Task brief:
Collect and copy every line of the entries below that contains the word "cloud".
[START Provided information]
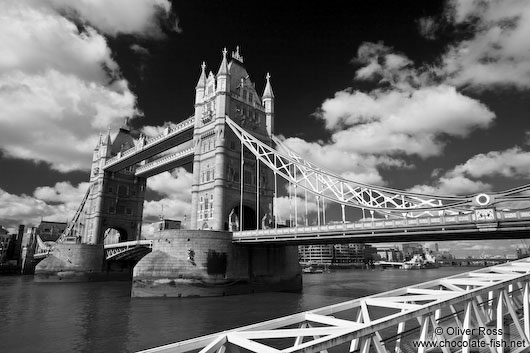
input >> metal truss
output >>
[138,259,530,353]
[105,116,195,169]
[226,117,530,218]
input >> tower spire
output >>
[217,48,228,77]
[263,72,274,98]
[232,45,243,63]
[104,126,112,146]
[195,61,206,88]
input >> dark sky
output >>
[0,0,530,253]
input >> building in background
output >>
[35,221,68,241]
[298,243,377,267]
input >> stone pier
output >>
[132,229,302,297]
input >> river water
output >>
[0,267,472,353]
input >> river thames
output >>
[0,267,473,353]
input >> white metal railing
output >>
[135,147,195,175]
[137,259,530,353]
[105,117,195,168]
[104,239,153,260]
[END Provided information]
[START Provided information]
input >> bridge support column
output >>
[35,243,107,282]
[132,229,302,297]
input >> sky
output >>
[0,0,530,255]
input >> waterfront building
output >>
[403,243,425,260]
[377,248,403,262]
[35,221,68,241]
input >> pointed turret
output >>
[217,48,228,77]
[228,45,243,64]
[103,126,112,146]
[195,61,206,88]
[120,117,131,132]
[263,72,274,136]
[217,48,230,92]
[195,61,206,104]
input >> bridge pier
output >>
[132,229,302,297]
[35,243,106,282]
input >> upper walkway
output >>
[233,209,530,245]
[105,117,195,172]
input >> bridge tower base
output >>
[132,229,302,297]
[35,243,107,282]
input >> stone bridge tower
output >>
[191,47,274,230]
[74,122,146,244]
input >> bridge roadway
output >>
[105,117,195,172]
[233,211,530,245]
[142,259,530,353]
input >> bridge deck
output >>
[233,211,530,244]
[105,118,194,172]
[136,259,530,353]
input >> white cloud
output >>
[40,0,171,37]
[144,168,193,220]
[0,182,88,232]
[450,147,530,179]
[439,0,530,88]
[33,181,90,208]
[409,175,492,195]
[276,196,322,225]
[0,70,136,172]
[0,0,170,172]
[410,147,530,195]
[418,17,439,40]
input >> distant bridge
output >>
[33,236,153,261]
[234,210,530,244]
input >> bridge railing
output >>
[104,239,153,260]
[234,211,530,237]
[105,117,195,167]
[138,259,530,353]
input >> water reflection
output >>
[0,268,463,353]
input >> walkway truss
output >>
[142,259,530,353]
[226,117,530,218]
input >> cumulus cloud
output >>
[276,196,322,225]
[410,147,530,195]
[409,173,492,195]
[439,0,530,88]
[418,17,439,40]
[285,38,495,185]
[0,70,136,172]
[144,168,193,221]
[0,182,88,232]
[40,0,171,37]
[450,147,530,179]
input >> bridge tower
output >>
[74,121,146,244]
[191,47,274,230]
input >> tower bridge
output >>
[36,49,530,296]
[END Provided information]
Answer for the task:
input >> white cloud
input >> cumulus cloud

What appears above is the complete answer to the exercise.